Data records
◇ ◇ ◇ ◇

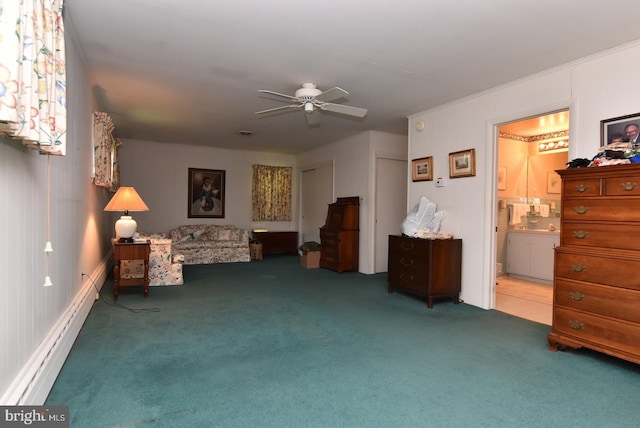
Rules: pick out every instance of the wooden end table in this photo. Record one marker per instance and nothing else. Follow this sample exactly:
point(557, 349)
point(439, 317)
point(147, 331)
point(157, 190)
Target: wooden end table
point(130, 251)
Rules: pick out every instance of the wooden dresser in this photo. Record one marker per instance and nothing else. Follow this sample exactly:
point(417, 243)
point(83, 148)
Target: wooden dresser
point(596, 302)
point(430, 268)
point(340, 236)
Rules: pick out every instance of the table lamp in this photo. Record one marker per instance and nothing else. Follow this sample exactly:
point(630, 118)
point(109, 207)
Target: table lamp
point(126, 199)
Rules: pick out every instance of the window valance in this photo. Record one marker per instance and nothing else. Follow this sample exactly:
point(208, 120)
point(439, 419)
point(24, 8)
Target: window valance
point(33, 74)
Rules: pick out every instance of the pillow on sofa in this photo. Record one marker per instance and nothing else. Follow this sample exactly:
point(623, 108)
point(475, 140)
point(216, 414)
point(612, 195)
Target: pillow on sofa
point(192, 236)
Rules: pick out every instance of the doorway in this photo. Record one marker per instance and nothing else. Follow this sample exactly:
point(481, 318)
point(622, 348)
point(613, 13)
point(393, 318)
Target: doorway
point(529, 150)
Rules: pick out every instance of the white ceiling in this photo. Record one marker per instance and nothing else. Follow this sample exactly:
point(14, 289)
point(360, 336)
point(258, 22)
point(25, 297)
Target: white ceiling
point(189, 71)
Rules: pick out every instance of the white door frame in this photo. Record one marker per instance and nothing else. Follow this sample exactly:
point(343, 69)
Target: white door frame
point(491, 185)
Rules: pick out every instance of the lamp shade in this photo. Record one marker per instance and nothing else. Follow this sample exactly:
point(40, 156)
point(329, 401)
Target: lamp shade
point(126, 199)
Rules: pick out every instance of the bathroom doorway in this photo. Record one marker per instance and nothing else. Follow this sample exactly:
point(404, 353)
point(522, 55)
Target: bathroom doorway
point(528, 205)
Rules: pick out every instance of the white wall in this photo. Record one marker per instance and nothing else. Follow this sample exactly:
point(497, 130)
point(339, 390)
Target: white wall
point(159, 172)
point(39, 324)
point(354, 175)
point(596, 88)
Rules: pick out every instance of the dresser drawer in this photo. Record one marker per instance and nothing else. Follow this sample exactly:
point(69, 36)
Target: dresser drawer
point(586, 187)
point(613, 302)
point(402, 245)
point(622, 186)
point(608, 332)
point(606, 209)
point(608, 235)
point(598, 268)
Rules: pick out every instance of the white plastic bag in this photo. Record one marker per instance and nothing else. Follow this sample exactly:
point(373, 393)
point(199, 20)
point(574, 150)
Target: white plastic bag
point(423, 217)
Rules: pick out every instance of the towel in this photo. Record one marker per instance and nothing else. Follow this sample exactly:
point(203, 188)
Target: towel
point(516, 212)
point(543, 210)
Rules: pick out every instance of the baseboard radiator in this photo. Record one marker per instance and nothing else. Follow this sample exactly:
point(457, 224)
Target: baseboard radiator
point(32, 385)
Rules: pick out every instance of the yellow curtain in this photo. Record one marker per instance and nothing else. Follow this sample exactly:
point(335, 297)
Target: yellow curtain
point(271, 193)
point(33, 74)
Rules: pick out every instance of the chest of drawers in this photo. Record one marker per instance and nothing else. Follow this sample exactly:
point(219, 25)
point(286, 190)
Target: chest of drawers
point(596, 301)
point(429, 268)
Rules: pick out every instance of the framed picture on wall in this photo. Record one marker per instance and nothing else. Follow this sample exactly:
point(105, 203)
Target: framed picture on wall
point(422, 169)
point(553, 182)
point(462, 163)
point(620, 129)
point(206, 193)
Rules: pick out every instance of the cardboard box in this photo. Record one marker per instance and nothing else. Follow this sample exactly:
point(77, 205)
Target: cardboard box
point(255, 248)
point(311, 260)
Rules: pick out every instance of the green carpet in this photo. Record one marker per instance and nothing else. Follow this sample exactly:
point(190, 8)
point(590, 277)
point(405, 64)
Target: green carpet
point(271, 344)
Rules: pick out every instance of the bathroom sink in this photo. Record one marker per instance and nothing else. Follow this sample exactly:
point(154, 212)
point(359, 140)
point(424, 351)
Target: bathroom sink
point(543, 231)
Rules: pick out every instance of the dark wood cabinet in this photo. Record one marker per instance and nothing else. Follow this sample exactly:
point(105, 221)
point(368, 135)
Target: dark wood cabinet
point(596, 290)
point(430, 268)
point(340, 236)
point(130, 251)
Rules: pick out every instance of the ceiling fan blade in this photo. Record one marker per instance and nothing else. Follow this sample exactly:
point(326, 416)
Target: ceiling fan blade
point(278, 94)
point(273, 110)
point(313, 118)
point(348, 110)
point(332, 94)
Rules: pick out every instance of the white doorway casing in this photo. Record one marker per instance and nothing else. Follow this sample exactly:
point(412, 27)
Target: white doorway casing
point(390, 205)
point(491, 223)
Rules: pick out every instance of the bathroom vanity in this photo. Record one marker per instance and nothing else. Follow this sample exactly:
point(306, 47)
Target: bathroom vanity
point(530, 254)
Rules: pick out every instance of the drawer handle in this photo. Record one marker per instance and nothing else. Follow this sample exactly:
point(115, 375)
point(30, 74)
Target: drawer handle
point(581, 209)
point(406, 263)
point(628, 186)
point(578, 268)
point(580, 234)
point(406, 247)
point(576, 295)
point(405, 277)
point(575, 324)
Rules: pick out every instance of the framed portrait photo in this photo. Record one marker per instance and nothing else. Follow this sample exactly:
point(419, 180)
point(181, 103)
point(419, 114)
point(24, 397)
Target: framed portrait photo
point(462, 163)
point(206, 193)
point(615, 130)
point(422, 169)
point(554, 184)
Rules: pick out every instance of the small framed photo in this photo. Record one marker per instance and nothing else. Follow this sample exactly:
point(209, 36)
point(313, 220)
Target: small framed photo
point(422, 169)
point(502, 178)
point(621, 129)
point(462, 163)
point(553, 182)
point(206, 193)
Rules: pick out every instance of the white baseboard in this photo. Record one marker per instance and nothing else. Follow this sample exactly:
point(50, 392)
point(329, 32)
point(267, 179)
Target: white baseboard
point(33, 383)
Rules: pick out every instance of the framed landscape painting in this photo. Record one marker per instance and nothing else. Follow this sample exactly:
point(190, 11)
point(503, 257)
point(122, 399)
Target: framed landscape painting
point(206, 193)
point(422, 169)
point(462, 163)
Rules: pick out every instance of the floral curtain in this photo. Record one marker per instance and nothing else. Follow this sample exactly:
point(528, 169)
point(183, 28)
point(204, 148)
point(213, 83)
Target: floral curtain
point(106, 171)
point(33, 74)
point(271, 193)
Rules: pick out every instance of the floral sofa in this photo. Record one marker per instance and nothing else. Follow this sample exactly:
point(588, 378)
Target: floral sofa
point(211, 243)
point(165, 267)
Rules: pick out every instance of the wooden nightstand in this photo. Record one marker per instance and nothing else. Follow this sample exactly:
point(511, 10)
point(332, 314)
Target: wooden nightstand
point(130, 251)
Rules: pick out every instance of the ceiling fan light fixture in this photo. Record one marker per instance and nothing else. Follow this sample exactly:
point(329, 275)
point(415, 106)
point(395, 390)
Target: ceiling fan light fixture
point(308, 108)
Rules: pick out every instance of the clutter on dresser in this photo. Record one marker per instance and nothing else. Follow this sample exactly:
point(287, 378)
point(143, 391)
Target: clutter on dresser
point(424, 221)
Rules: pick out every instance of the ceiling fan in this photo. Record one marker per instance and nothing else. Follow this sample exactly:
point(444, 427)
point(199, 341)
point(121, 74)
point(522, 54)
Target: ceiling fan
point(312, 100)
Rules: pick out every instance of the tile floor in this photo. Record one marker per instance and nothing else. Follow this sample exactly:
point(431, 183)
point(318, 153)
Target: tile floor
point(524, 299)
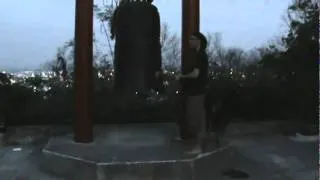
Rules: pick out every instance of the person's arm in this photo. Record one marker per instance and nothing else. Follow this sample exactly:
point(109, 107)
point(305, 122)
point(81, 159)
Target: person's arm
point(113, 24)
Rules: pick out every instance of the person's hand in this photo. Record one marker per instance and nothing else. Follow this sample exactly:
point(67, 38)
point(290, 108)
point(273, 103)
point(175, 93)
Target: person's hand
point(158, 73)
point(178, 77)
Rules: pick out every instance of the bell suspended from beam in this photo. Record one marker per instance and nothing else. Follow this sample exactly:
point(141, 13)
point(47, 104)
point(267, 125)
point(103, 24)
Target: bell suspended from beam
point(136, 28)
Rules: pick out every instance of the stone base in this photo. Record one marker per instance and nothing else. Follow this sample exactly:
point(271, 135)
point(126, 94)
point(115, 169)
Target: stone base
point(126, 152)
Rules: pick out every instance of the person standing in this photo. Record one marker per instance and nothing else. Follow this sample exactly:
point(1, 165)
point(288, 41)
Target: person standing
point(194, 84)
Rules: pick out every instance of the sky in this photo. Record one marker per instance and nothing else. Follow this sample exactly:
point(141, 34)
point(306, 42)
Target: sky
point(31, 31)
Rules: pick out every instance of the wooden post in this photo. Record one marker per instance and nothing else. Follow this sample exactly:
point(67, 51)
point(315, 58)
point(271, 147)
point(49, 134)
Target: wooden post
point(83, 125)
point(190, 24)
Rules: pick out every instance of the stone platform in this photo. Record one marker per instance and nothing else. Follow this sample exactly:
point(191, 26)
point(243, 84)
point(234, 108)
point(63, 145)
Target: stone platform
point(127, 152)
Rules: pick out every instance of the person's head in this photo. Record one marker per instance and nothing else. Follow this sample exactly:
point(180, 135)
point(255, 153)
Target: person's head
point(198, 40)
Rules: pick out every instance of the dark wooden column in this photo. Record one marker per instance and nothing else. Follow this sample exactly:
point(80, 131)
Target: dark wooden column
point(190, 24)
point(83, 125)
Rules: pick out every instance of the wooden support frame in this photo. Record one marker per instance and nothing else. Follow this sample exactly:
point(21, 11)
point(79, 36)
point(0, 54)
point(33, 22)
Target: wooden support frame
point(83, 125)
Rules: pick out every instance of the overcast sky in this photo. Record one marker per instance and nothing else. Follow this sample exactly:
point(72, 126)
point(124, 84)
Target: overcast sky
point(31, 30)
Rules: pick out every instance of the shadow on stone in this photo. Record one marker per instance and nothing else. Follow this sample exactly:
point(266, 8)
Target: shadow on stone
point(235, 174)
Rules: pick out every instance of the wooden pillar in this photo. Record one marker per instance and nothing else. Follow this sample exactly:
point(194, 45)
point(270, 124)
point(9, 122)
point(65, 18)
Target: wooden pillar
point(83, 125)
point(190, 24)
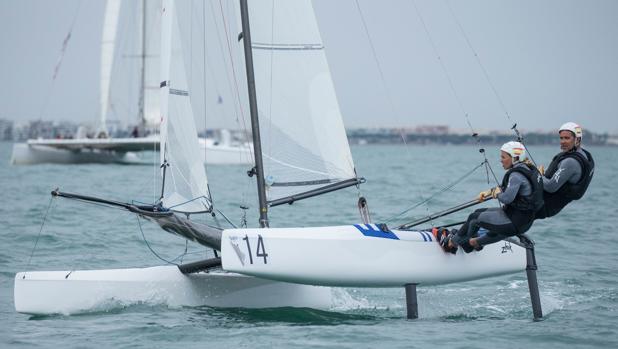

◇ ◇ ◇ ◇

*The task:* Using the entries above, give again exactly the lines from the line holding "point(267, 125)" through the line holding "point(115, 169)". Include both end lines and nothing else.

*The completed task:*
point(267, 125)
point(103, 24)
Target: bell suspended from beam
point(136, 28)
Rules: pick out every instance of the stone base in this photo. Record one marker per instance and nothing else. Follow this sample exactly:
point(271, 135)
point(126, 94)
point(115, 169)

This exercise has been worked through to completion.